------ Input
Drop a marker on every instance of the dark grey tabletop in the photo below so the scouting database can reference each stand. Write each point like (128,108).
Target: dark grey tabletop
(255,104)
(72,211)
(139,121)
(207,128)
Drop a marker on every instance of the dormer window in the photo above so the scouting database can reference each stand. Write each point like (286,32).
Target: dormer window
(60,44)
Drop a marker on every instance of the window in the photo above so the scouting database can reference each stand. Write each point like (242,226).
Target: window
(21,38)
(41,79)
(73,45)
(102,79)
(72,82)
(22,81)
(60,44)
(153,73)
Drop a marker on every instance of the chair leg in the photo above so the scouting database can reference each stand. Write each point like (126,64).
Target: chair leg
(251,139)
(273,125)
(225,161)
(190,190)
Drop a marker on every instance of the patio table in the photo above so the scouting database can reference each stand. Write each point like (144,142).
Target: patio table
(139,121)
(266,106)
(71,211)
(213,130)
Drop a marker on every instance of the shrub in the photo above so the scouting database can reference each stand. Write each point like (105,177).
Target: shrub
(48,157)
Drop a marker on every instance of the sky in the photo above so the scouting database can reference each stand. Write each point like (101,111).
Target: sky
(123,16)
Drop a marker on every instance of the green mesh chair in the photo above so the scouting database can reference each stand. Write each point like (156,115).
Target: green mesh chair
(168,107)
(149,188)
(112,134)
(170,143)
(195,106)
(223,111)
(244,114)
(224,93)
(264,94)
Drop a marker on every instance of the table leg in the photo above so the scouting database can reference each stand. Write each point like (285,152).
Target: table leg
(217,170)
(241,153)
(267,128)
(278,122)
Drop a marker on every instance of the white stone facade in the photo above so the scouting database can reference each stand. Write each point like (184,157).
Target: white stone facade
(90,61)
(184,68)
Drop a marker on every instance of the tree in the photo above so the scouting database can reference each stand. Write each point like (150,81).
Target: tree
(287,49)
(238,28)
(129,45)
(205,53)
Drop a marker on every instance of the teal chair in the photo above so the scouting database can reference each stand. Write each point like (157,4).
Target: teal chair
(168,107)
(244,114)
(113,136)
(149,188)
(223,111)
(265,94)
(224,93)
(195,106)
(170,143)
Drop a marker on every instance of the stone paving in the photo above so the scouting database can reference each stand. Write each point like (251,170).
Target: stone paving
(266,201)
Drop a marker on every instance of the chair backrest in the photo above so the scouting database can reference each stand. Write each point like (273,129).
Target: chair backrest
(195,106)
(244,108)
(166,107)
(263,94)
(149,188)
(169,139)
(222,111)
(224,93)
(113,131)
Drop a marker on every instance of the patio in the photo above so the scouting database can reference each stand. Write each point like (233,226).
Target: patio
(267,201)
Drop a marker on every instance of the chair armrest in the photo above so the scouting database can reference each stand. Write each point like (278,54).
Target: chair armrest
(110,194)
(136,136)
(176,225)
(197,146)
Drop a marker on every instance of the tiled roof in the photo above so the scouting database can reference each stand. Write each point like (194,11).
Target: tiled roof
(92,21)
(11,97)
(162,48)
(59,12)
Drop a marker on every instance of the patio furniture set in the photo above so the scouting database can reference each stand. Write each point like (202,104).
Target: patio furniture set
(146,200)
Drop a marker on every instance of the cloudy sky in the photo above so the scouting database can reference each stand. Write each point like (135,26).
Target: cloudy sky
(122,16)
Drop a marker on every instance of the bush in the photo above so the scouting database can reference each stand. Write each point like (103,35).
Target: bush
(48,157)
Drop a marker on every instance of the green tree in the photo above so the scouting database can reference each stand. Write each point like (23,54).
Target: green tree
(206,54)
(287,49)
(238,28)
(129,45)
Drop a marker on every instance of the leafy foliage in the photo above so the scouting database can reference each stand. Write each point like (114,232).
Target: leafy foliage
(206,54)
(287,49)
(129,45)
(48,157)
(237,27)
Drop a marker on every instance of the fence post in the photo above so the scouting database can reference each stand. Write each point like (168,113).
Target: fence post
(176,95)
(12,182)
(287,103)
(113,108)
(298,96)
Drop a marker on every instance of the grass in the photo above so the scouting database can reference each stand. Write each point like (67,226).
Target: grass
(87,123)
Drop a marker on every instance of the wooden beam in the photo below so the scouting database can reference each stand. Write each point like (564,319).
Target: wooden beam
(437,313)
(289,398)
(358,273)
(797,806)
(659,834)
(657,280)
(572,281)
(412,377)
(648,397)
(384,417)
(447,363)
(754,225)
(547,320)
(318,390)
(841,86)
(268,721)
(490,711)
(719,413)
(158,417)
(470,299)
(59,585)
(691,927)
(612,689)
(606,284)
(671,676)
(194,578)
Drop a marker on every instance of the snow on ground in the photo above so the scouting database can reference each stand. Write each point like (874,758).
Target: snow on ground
------------
**Required action**: Transcribe the material above. Change nothing in it.

**Written response**:
Drop a marker on every instance of the dark grey tabletop in the photo below so the scouting database can reference each stand. Write each point like (128,108).
Target: dark grey tabletop
(255,104)
(72,211)
(139,121)
(207,128)
Drop a marker on every instance of the dormer window in the photo above so the scouting database can reference each stand. Write each point like (286,32).
Target: dormer window
(60,44)
Drop a marker on every instance of the window in the photo above so the scouting database can reference each stand. Write each point like (242,226).
Target: window
(21,38)
(41,79)
(73,45)
(102,79)
(72,82)
(22,81)
(60,44)
(153,73)
Drop a marker on every instance of the chair leg in the photo above so the scouting database can reference each stand. Write each point like (126,64).
Target: chair leg
(251,139)
(273,125)
(225,161)
(190,190)
Drop a marker on every instance of the patio table in the photo above so the scouting database can reference each stand. Write each point like (144,142).
Target: patio table
(139,121)
(266,106)
(71,211)
(213,130)
Drop a marker on every instance of the shrub in the photo above so the scouting database can reference each stand. Write each point like (105,177).
Target: shrub
(48,157)
Drop a marker on every instance of the sky in the photo above so the scouting database can reference each stand. Write each point like (101,111).
Target: sky
(123,16)
Drop a marker on every instance of the green mesh chair in the photo above so the scouting database can reference each stand. Write each point like (156,115).
Target: green mesh chair
(168,107)
(149,188)
(112,134)
(170,143)
(195,106)
(223,111)
(244,114)
(224,93)
(264,94)
Drop a marker on every instance of the table leg in the photo above so the scouting database can reference each stand. Write each point like (285,152).
Target: table leg
(217,170)
(241,153)
(267,128)
(278,122)
Drop a marker on every instance of the white stone facade in the photo above so the scouting database can reference each stand. Write each point like (184,157).
Target: white stone facade
(90,61)
(184,68)
Drop a marker on every instance of the tree in the photo above so the scouting database can reference each stand. Write each point like (150,81).
Target: tree
(287,49)
(238,28)
(129,45)
(205,53)
Drop a marker on every instance of the teal chair in the photo above so the scouting database can reference each stand. Write each point like (157,4).
Target: teal chair
(168,107)
(244,114)
(113,136)
(149,188)
(223,111)
(265,94)
(224,93)
(195,106)
(170,143)
Drop a marker on every instance of the stone paving in the photo above so the scouting database can reference each stand. Write each point like (251,170).
Target: stone paving
(266,201)
Drop a marker on every instance of the chair backrest in the photo above so the scouting database can reference each stand. Write each point like (273,129).
Target: chair backrest
(195,106)
(244,108)
(166,107)
(263,94)
(149,188)
(169,139)
(222,111)
(224,93)
(113,131)
Drop a marker on every instance of the patio in the photo above so the scouting database can reference each stand. Write each point like (233,226).
Target: patio
(267,201)
Drop a marker on every instance of the chair armrest in the photo above so the scouting database can reference each stand. Write each point like (278,54).
Target: chair armrest
(110,194)
(136,136)
(176,225)
(197,146)
Drop a marker on every instance of the tiled roof in the photo above so the scouting database can reference each stand. Write each point like (194,11).
Target: tiled roof
(92,21)
(11,97)
(162,48)
(59,12)
Drop a marker on every instance of the patio furniture set in the photo above so the scouting database can reference each stand. Write each point like (202,104).
Target: patio furniture set
(146,200)
Drop a marker on every instance of the cloudy sky in the photo above so the scouting database can reference each stand. Write each point like (135,26).
Target: cloudy sky
(122,16)
Drop a marker on every instance of the bush in the photo above so the scouting database can reference each stand. Write each point like (103,35).
Target: bush
(48,157)
Drop a marker on every instance of the green tree in the photo above so the scouting database can reference each stand. Write each point like (23,54).
Target: green tree
(206,54)
(287,49)
(238,28)
(129,45)
Drop a marker on every instance of the leafy foliage in the photo above so the scouting database can reference each stand. Write each point like (114,232).
Target: leafy foliage
(206,54)
(287,49)
(129,45)
(48,157)
(237,27)
Drop a marker on every instance of the fence post in the photo above so the scouting database can reference each stand. Write each point like (168,113).
Target: fence post
(176,95)
(12,182)
(287,103)
(113,108)
(298,96)
Drop a marker on every instance of the grass in the photo above so the scouting database can reference each stand. Write each point like (67,226).
Target: grass
(87,123)
Drop a marker on every instance of the wooden beam in the photo below so the scouting database can reference each stand. Write each point like (564,319).
Target: wooden beam
(437,313)
(289,398)
(358,273)
(797,806)
(659,834)
(657,280)
(572,281)
(412,377)
(648,397)
(384,417)
(447,363)
(754,225)
(547,320)
(318,390)
(841,86)
(268,721)
(490,711)
(719,413)
(158,417)
(470,299)
(59,585)
(691,927)
(612,689)
(606,284)
(671,676)
(194,578)
Drop a marker on every instance of the snow on ground in the photo above so the scouting database can reference each stand. Write each point like (874,758).
Target: snow on ground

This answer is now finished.